Extrait proposé:
--------
Jean Wycke
La récente création d'un site consacré à ce quartier de Dunkerque-Rosendael, me donne l'occasion de partager ce texte. Jean Wycke l'avait rédigé à la demande de ses enfants, pendant une période de convalescence.
Il y aborde sa formation débutée en 1926 à l'académie de musique de Dunkerque. Après les deux années, obligatoires, de solfège, il peut enfin entrer dans la classe de piano dirigée par Alydor Olivier, puis dans la classe de violon de Louis Dondeyne. En 1937 il est admis dans l'orchestre symphonique dunkerquois "Les Artistes Musiciens" au pupitre de second violon. Il est appelé au service militaire en juillet 1939, au 110e RI, à Dunkerque. Il y est fait prisonnier le 4 juin 1940. Après un camping d'environ deux semaines dans les dunes situées entre le boulevard Verley et l'avenue des Bains actuels, il est envoyé au Stalag VIII A. Il est libéré en avril 1945 par les Américains.
[…] Le premier dimanche de juillet 1947 je débutais à l’Excentric-Moulins et je ne me doutais pas ce jour là que j’y passerais tous mes dimanches pendant plus de quinze ans. En 1947, Rosendael et particulièrement ce quartier Excentrique, se situait quasiment à la campagne. Quelques maisons d’un style particulier entouraient le dancing, mais les rues Dumez, Albert Cys et Albert Mahieu ne contenaient que quelques maison dont un café, le Val d’Or, qui servait souvent d’abreuvoir à nos danseurs assoiffés. Il ne pouvaient pas se permettre de se désaltérer au dancing, les prix des consommations y étant probablement trop élevés pour leur bourse. Dans l’enceinte de l’établissement mais en dehors de la salle de dancing, les propriétaires avaient aménagé une piste en plein air et il n’était pas rare en été d’y voir des couples évoluer. Des bosquets de verdure étaient disséminés autour de cette piste, s’ils avaient été dotés de parole, que d’histoires auraient-ils pu raconter…
Deux catégories de danseurs fréquentaient assidument l’Excentric-Moulins, les jeunes gens remplissaient la salle dès le début de soirée entre 17h et 21h. un vide se produisait alors mais très vite des couples plus âgés arrivaient et terminaient la soirée en notre compagnie. Nous n’allions que rarement au delà de minuit. Le père Reynaert n’aimait guère nous payer d’heures supplémentaires, mais j’avoue qu’après sept heures de musique ininterrompue, nous n’étions pas fâchés d’arrêter.
--------
Entrées:

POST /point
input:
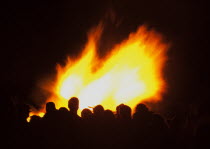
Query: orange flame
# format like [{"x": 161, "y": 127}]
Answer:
[{"x": 129, "y": 74}]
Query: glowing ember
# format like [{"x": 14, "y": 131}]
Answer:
[{"x": 129, "y": 74}]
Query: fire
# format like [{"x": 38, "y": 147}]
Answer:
[{"x": 129, "y": 74}]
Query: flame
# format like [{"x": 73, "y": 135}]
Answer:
[{"x": 129, "y": 74}]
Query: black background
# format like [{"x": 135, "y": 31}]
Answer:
[{"x": 39, "y": 34}]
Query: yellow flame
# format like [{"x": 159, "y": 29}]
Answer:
[{"x": 129, "y": 74}]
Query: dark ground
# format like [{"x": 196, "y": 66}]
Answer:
[{"x": 40, "y": 34}]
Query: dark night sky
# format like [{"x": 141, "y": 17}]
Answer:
[{"x": 40, "y": 34}]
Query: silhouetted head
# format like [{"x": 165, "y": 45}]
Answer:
[
  {"x": 35, "y": 119},
  {"x": 50, "y": 107},
  {"x": 142, "y": 108},
  {"x": 73, "y": 104},
  {"x": 118, "y": 110},
  {"x": 86, "y": 113},
  {"x": 23, "y": 111},
  {"x": 98, "y": 110},
  {"x": 109, "y": 115},
  {"x": 63, "y": 109},
  {"x": 125, "y": 112}
]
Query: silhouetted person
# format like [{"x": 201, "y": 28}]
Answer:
[
  {"x": 142, "y": 122},
  {"x": 51, "y": 111},
  {"x": 118, "y": 111},
  {"x": 123, "y": 129},
  {"x": 109, "y": 116},
  {"x": 50, "y": 124},
  {"x": 125, "y": 112},
  {"x": 87, "y": 114},
  {"x": 75, "y": 123},
  {"x": 73, "y": 105},
  {"x": 98, "y": 112}
]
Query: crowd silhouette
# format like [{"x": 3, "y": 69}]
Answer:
[{"x": 100, "y": 128}]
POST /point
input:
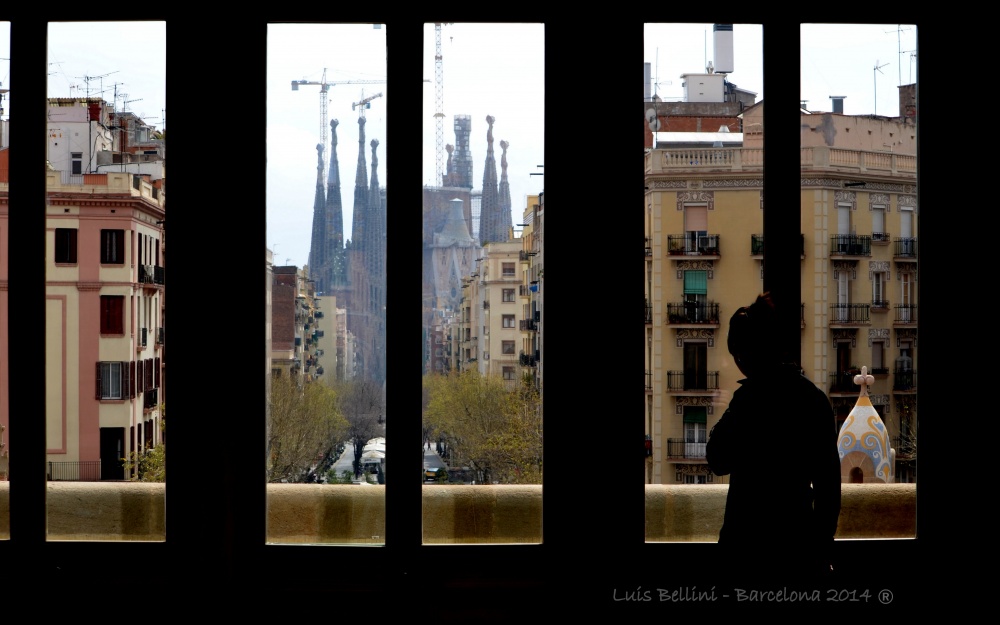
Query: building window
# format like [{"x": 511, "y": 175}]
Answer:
[
  {"x": 66, "y": 245},
  {"x": 880, "y": 298},
  {"x": 112, "y": 317},
  {"x": 112, "y": 247},
  {"x": 112, "y": 380}
]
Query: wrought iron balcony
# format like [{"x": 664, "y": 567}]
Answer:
[
  {"x": 680, "y": 448},
  {"x": 692, "y": 380},
  {"x": 850, "y": 245},
  {"x": 904, "y": 380},
  {"x": 905, "y": 248},
  {"x": 843, "y": 382},
  {"x": 850, "y": 314},
  {"x": 906, "y": 313},
  {"x": 691, "y": 245},
  {"x": 692, "y": 312}
]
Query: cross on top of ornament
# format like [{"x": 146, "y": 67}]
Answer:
[{"x": 864, "y": 380}]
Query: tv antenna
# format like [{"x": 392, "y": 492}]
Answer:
[
  {"x": 899, "y": 46},
  {"x": 878, "y": 68}
]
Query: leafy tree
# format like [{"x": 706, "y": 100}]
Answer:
[
  {"x": 150, "y": 465},
  {"x": 304, "y": 428},
  {"x": 492, "y": 427}
]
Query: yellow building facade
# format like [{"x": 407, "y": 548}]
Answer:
[{"x": 704, "y": 254}]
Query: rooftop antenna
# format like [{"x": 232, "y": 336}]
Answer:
[
  {"x": 899, "y": 46},
  {"x": 878, "y": 68}
]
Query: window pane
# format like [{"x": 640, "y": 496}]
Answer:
[
  {"x": 482, "y": 288},
  {"x": 864, "y": 163},
  {"x": 703, "y": 219},
  {"x": 106, "y": 140},
  {"x": 4, "y": 264},
  {"x": 327, "y": 282}
]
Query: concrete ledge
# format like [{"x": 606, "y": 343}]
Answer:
[{"x": 352, "y": 514}]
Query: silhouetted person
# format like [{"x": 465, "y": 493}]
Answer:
[{"x": 778, "y": 443}]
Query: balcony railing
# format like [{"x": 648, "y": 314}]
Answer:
[
  {"x": 679, "y": 448},
  {"x": 692, "y": 380},
  {"x": 692, "y": 245},
  {"x": 80, "y": 471},
  {"x": 850, "y": 313},
  {"x": 904, "y": 380},
  {"x": 691, "y": 312},
  {"x": 851, "y": 245},
  {"x": 843, "y": 382},
  {"x": 757, "y": 245},
  {"x": 905, "y": 248},
  {"x": 906, "y": 313}
]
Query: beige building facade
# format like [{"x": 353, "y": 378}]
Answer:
[{"x": 704, "y": 256}]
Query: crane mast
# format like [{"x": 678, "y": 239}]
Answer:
[
  {"x": 324, "y": 98},
  {"x": 438, "y": 106}
]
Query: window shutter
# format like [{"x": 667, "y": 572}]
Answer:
[
  {"x": 696, "y": 283},
  {"x": 131, "y": 387}
]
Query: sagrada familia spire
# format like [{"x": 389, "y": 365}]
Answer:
[
  {"x": 327, "y": 264},
  {"x": 493, "y": 224}
]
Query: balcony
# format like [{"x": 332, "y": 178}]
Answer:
[
  {"x": 906, "y": 314},
  {"x": 680, "y": 449},
  {"x": 850, "y": 245},
  {"x": 843, "y": 382},
  {"x": 905, "y": 248},
  {"x": 693, "y": 381},
  {"x": 691, "y": 245},
  {"x": 757, "y": 245},
  {"x": 680, "y": 313},
  {"x": 151, "y": 275},
  {"x": 850, "y": 314},
  {"x": 904, "y": 381}
]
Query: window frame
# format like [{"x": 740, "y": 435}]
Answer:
[
  {"x": 65, "y": 246},
  {"x": 220, "y": 523}
]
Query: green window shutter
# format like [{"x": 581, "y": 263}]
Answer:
[{"x": 696, "y": 283}]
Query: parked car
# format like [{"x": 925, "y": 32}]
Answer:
[{"x": 435, "y": 474}]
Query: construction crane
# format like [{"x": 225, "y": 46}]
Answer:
[
  {"x": 324, "y": 89},
  {"x": 438, "y": 104},
  {"x": 365, "y": 103}
]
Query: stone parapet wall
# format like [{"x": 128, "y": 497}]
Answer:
[{"x": 339, "y": 514}]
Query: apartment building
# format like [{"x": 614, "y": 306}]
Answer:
[{"x": 704, "y": 256}]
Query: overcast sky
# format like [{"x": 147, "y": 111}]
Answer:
[
  {"x": 489, "y": 69},
  {"x": 836, "y": 59},
  {"x": 351, "y": 52}
]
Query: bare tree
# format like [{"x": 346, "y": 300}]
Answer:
[
  {"x": 362, "y": 402},
  {"x": 305, "y": 426}
]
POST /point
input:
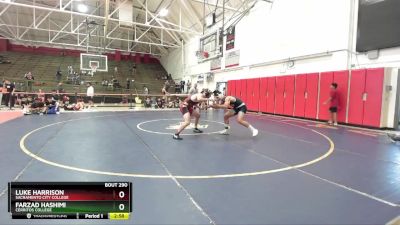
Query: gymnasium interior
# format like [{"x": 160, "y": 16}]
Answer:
[{"x": 297, "y": 103}]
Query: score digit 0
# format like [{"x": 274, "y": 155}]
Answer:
[{"x": 121, "y": 194}]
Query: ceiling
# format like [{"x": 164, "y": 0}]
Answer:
[{"x": 63, "y": 23}]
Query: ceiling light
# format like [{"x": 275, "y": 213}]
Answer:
[
  {"x": 82, "y": 8},
  {"x": 163, "y": 12}
]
--------
Tâches à réaliser:
**A.** Traduisez en anglais la phrase suivante de l'extrait : « Nous n’allions que rarement au delà de minuit. »
**B.** D'après l'extrait, quel café servait souvent d'abreuvoir aux danseurs assoiffés ?
**C.** Relevez dans l'extrait, sans rien modifier, le passage qui s'ouvre sur les mots « Il y aborde » et se termine par « par les Américains. ».
Les items constituent un matériau distinct de l'extrait.

Réponses attendues:
**A.** We only rarely went on past midnight.

**B.** Le Val d’Or.

**C.**
Il y aborde sa formation débutée en 1926 à l'académie de musique de Dunkerque. Après les deux années, obligatoires, de solfège, il peut enfin entrer dans la classe de piano dirigée par Alydor Olivier, puis dans la classe de violon de Louis Dondeyne. En 1937 il est admis dans l'orchestre symphonique dunkerquois "Les Artistes Musiciens" au pupitre de second violon. Il est appelé au service militaire en juillet 1939, au 110e RI, à Dunkerque. Il y est fait prisonnier le 4 juin 1940. Après un camping d'environ deux semaines dans les dunes situées entre le boulevard Verley et l'avenue des Bains actuels, il est envoyé au Stalag VIII A. Il est libéré en avril 1945 par les Américains.